[REQUIREMENTS] Pull out every line in the items below that contains the word "leaf", and copy each of those lines in full.

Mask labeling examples
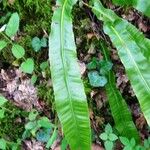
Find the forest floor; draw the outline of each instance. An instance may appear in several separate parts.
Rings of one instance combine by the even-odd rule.
[[[134,24],[146,37],[150,38],[150,19],[133,8],[116,7],[111,2],[104,2],[104,4],[122,18]],[[20,62],[13,58],[9,50],[1,53],[0,94],[9,100],[6,108],[10,111],[6,111],[5,118],[0,121],[0,137],[5,137],[8,141],[17,142],[18,139],[22,138],[25,125],[29,122],[29,112],[33,110],[38,112],[38,118],[46,116],[51,123],[55,124],[56,120],[58,122],[49,64],[44,69],[40,67],[42,62],[48,62],[48,47],[35,52],[31,44],[34,37],[45,37],[48,40],[53,9],[53,2],[49,5],[43,5],[40,2],[38,5],[34,2],[24,5],[24,3],[21,4],[17,0],[16,2],[15,0],[9,0],[6,3],[5,1],[4,3],[0,2],[0,27],[8,21],[10,12],[17,11],[19,13],[20,30],[15,37],[15,41],[25,48],[28,57],[34,58],[36,65],[36,72],[33,74],[22,73],[19,70]],[[102,23],[96,19],[87,7],[79,6],[78,3],[73,9],[73,18],[78,63],[90,108],[93,150],[101,150],[103,144],[99,135],[103,132],[107,123],[113,126],[114,122],[104,88],[93,88],[89,83],[87,64],[93,58],[101,59],[103,57],[98,47],[97,37],[107,39],[107,44],[110,47],[112,47],[112,44],[102,30]],[[150,129],[141,113],[139,103],[130,86],[117,51],[113,47],[111,49],[111,59],[115,64],[113,70],[116,74],[116,86],[126,99],[141,139],[144,140],[150,136]],[[32,84],[31,78],[35,74],[37,80]],[[58,138],[52,145],[53,150],[60,149],[59,145],[62,140],[59,123],[58,127]],[[22,142],[22,149],[24,150],[44,150],[44,147],[45,143],[34,136],[30,136]],[[119,143],[116,145],[116,149],[122,149]]]

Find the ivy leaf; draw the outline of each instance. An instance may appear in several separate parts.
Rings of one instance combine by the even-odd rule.
[[[61,150],[66,150],[67,146],[68,146],[67,140],[63,138],[63,140],[61,141]]]
[[[110,133],[113,132],[112,127],[111,127],[110,124],[107,124],[107,125],[106,125],[106,127],[105,127],[105,132],[108,133],[108,134],[110,134]]]
[[[97,59],[93,57],[92,61],[88,63],[87,68],[89,70],[93,70],[93,69],[96,69],[96,67],[97,67]]]
[[[41,47],[47,47],[47,39],[45,37],[41,39]]]
[[[104,140],[104,141],[106,141],[106,140],[108,140],[108,135],[107,135],[107,133],[102,133],[100,136],[99,136],[102,140]]]
[[[33,61],[33,59],[28,58],[25,62],[23,62],[21,64],[20,69],[21,69],[21,71],[23,71],[25,73],[32,74],[32,72],[34,70],[34,61]]]
[[[48,142],[51,134],[51,129],[42,129],[37,132],[36,139],[40,142]]]
[[[0,51],[5,48],[7,45],[7,42],[5,42],[4,40],[0,41]]]
[[[6,141],[4,139],[0,139],[0,149],[6,150]]]
[[[7,36],[11,38],[17,33],[18,29],[19,29],[19,15],[18,13],[13,13],[6,26],[5,33]]]
[[[97,71],[89,72],[88,78],[93,87],[103,87],[107,83],[106,77],[100,76]]]
[[[113,142],[113,141],[116,141],[118,137],[115,134],[110,133],[108,136],[108,139]]]
[[[37,81],[37,75],[34,74],[34,75],[32,75],[32,77],[31,77],[31,83],[34,85],[34,84],[36,83],[36,81]]]
[[[112,69],[113,64],[109,61],[101,61],[100,62],[100,74],[101,75],[107,75],[108,72]]]
[[[47,117],[42,117],[40,120],[38,120],[38,125],[43,128],[51,128],[52,127],[51,123]]]
[[[28,122],[26,125],[25,125],[25,129],[26,130],[31,130],[31,129],[34,129],[37,127],[37,123],[36,121],[34,122]]]
[[[112,150],[113,149],[113,142],[112,141],[105,141],[104,143],[106,150]]]
[[[32,47],[35,52],[38,52],[41,49],[41,40],[38,37],[32,39]]]
[[[128,140],[128,138],[120,137],[119,139],[123,145],[125,145],[125,146],[130,145],[130,141]]]
[[[8,100],[3,97],[3,96],[0,96],[0,106],[3,106]]]
[[[33,109],[33,110],[29,113],[29,120],[30,120],[30,121],[35,120],[36,117],[37,117],[37,115],[38,115],[38,112],[37,112],[35,109]]]
[[[3,32],[3,31],[5,31],[5,29],[6,29],[6,24],[4,24],[1,28],[0,28],[0,32]]]
[[[44,61],[40,64],[40,68],[42,71],[44,71],[48,67],[48,62]]]
[[[5,116],[4,113],[5,113],[4,109],[0,109],[0,119],[4,118]]]
[[[12,54],[17,58],[22,58],[25,54],[25,50],[22,46],[18,45],[18,44],[14,44],[12,47]]]

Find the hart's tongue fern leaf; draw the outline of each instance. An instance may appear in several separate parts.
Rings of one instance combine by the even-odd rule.
[[[106,61],[110,61],[108,49],[105,43],[101,42],[101,50]],[[130,110],[123,99],[120,91],[116,88],[115,75],[113,71],[108,73],[108,83],[106,85],[106,93],[110,105],[111,113],[115,122],[115,127],[120,135],[129,139],[135,138],[139,142],[139,135],[133,123]]]
[[[88,105],[77,64],[71,10],[76,0],[57,0],[49,37],[56,110],[72,150],[90,150]]]
[[[99,0],[93,0],[93,3],[92,10],[104,22],[104,32],[118,50],[142,112],[150,125],[149,40],[112,10],[105,9]]]

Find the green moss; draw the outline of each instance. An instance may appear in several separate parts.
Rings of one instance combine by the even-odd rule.
[[[0,120],[0,137],[9,141],[17,141],[24,132],[24,121],[28,113],[11,103],[7,103],[5,107],[12,112],[6,111],[5,118]]]
[[[47,86],[46,83],[38,86],[38,96],[49,105],[52,111],[55,110],[53,89]]]

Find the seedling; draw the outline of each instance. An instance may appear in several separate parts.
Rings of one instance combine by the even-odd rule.
[[[105,132],[99,136],[104,141],[104,146],[106,150],[113,150],[114,143],[118,139],[117,135],[113,133],[112,127],[110,124],[107,124],[105,127]]]

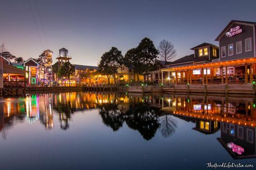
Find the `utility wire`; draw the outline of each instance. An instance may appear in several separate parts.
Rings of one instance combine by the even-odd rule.
[[[39,38],[40,39],[40,41],[41,42],[41,45],[43,47],[44,47],[44,45],[43,45],[43,41],[42,41],[41,36],[40,36],[40,33],[39,32],[38,27],[37,26],[37,24],[36,23],[36,18],[35,17],[35,15],[33,12],[33,10],[32,8],[32,6],[31,5],[30,2],[29,1],[29,0],[28,0],[28,3],[29,4],[29,6],[30,7],[30,11],[32,13],[32,15],[33,15],[34,22],[35,22],[35,24],[36,25],[36,30],[37,30],[37,33],[38,34]]]
[[[44,39],[45,40],[45,42],[46,43],[46,45],[47,45],[48,42],[47,41],[46,36],[45,35],[45,29],[44,29],[44,24],[43,24],[43,22],[42,22],[42,20],[41,15],[40,14],[40,11],[39,10],[38,4],[37,3],[37,0],[35,0],[35,1],[36,1],[36,8],[37,9],[37,12],[38,12],[39,19],[40,20],[40,22],[41,22],[41,25],[42,25],[42,28],[43,28],[43,33],[44,34]]]

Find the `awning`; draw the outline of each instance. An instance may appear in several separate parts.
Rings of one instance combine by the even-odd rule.
[[[4,74],[12,74],[17,75],[25,75],[27,71],[23,70],[18,69],[12,65],[4,63]]]
[[[246,58],[243,59],[218,62],[214,63],[207,63],[202,64],[186,65],[179,67],[170,67],[161,69],[163,71],[175,71],[204,68],[214,68],[220,66],[234,66],[245,64],[250,64],[256,63],[256,57]]]

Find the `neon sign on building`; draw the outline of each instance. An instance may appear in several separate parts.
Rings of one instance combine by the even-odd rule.
[[[229,31],[227,32],[225,35],[228,37],[231,37],[235,36],[235,35],[241,33],[243,32],[243,29],[241,27],[237,26],[236,27],[231,28],[229,30]]]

[ANSWER TO THE EXERCISE]
Find the ivy leaf; draw the outline of each instance. An instance may appear in several separate parts.
Find the hart's tongue fern leaf; draw the outline of each instance. An instance may appear in several separate parts.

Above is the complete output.